That some of them have flipped is greatly concerning to me, and worries me that we're either a) not capable of vetting the Iraqis well enough or b) the Iraqis just don't get it, or want to get it.

Sadr is a small issue: by the end of the week he'll be dead, in custody or in Iran. The bigger issue is that these attacks have exposed a real problem in our reconstruction scheme. Nope, nope, don't like it none at all.
Posted by: Steve White || 04/05/2004 13:47 Comments || Top||

#18  I agree w/DPA. Sistani would prolly appreciate his demise in a backchannel sort of way imo.

This AM's WaPo says more or less the same thing - sounds like CPA wanted Sistani et al to deal with Sadr, while Sistani wanted CPA to do it. Well now that the US is cleaning up Sistani's dirty laundry for him, I would hope this reduced Sistanis future leverage.
Posted by: Liberalhawk || 04/05/2004 13:52 Comments || Top||

#19  SW - well some folks are going to say that the coalition failed to vett properly, cause they were in too much of a rush to get the ICDC and IP numbers up, to keep US troop strength in Iraq going down.
Posted by: Liberalhawk || 04/05/2004 13:54 Comments || Top||

#20  I can't imagine that "dozens" of anybody could run off British troops. I hope that the "kindler, gentler" British administration in Basra has taken the names and will now get on with kicking ass. Otherwise we may have to replace them with the Poles or the Spanish - at least they fight.
Posted by: RWV || 04/05/2004 14:11 Comments || Top||

#21  SW / LH - These are Arabs. Arabs. The only vetting that would be reliable is family / tribe. Make the tribe head Police Goombah, hire for his station / district from his tribe and THEN you will get, at least more often than not, people following orders. Of course it will be utterly corrupt and they will use their power mafia-style.

Is there any hope?
I respectfully refuse to answer the question based on my 5th Amendment rights.
Posted by: .com || 04/05/2004 14:23 Comments || Top||

#22  maybe tribal vetting would help.

it does look like the following.
1. Shinseki says need 250,000 troops to occupy Iraq
2. US occupies with 100,000.
3. Recruits ICDC and IP very fast to fill gap.
4. Lots of commentators say we're bringing them on too fast
5. In combat some switch sides, lots of others prove ineffective

Now it COULD be that theyre just arabs, and vetting doesnt matter. But it sure looks like the vetting matters.
Posted by: Liberalhawk || 04/05/2004 14:45 Comments || Top||

#23  I saw a comedy show with Eddie Izzard (played one of the bad guys in The Avengers, but better known for his stand-up) and he described a mythical scene where the Church of England was being spoofed - and were placed in the role of the evil Romans dealing with criminals who would be otherwise crucified. In the routine, the difference wrought by The Church of England on the decision process was that the criminals were offered the choice of "Cake or Death?" Of course, they rather quickly ran out of cake...

Perhaps we should line up every motherfucker in Iraq, block by block, city by city, and offer them this choice. Cake or Death, asshole? Wanna wager how many would, when faced one-on-one with a Jarhead, would proudly puff up and declare "Death!"? Wait, don't answer yet...

####

* **Assignment**: In the comment thread, how many troops does Shinseki say are needed to occupy Iraq? Rely only on the comment thread for what comes next.

* **Listed entries**:
####

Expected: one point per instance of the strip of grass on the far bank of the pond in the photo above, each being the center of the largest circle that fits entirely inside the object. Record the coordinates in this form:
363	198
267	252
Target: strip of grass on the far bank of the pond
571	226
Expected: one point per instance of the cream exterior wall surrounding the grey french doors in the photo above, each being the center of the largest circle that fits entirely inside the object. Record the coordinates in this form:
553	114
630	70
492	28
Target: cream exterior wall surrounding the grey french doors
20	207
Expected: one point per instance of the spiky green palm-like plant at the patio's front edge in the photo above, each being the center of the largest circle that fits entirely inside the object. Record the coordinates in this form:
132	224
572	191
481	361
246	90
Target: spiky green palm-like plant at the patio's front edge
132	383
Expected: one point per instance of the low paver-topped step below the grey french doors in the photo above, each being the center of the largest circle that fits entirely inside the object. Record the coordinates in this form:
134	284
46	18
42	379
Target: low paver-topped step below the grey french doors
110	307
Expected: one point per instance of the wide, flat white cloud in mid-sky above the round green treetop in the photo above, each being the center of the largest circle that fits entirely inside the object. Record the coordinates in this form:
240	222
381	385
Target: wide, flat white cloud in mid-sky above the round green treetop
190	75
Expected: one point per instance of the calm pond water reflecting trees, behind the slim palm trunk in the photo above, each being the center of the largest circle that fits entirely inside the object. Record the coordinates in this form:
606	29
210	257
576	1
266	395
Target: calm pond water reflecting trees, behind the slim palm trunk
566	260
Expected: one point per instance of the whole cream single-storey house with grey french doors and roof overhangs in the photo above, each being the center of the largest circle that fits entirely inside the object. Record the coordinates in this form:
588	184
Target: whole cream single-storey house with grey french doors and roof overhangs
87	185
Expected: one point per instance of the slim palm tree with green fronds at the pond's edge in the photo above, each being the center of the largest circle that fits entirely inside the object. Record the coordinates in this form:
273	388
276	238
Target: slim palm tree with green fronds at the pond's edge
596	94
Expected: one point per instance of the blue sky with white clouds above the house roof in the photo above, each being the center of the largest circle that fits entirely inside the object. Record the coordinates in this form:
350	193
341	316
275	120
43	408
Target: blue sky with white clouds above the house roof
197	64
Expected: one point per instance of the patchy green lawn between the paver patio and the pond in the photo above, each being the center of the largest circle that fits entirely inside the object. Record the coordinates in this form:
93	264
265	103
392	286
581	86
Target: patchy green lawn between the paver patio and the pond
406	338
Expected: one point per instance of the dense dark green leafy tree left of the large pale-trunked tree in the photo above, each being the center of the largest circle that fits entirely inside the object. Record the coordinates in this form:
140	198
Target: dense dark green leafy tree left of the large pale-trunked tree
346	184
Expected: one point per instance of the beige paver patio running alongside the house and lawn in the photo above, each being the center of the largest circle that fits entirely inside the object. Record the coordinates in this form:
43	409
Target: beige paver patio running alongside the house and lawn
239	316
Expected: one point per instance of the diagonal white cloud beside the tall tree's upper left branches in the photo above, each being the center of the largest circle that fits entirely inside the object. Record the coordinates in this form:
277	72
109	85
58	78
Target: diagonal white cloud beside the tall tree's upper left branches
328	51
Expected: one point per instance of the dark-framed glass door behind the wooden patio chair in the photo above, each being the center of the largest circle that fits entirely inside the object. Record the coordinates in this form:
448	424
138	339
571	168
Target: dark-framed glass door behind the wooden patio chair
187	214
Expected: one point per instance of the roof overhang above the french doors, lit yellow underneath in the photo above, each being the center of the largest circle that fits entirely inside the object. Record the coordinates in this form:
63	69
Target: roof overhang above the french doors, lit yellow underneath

####

* **Task solution**: 250,000 troops.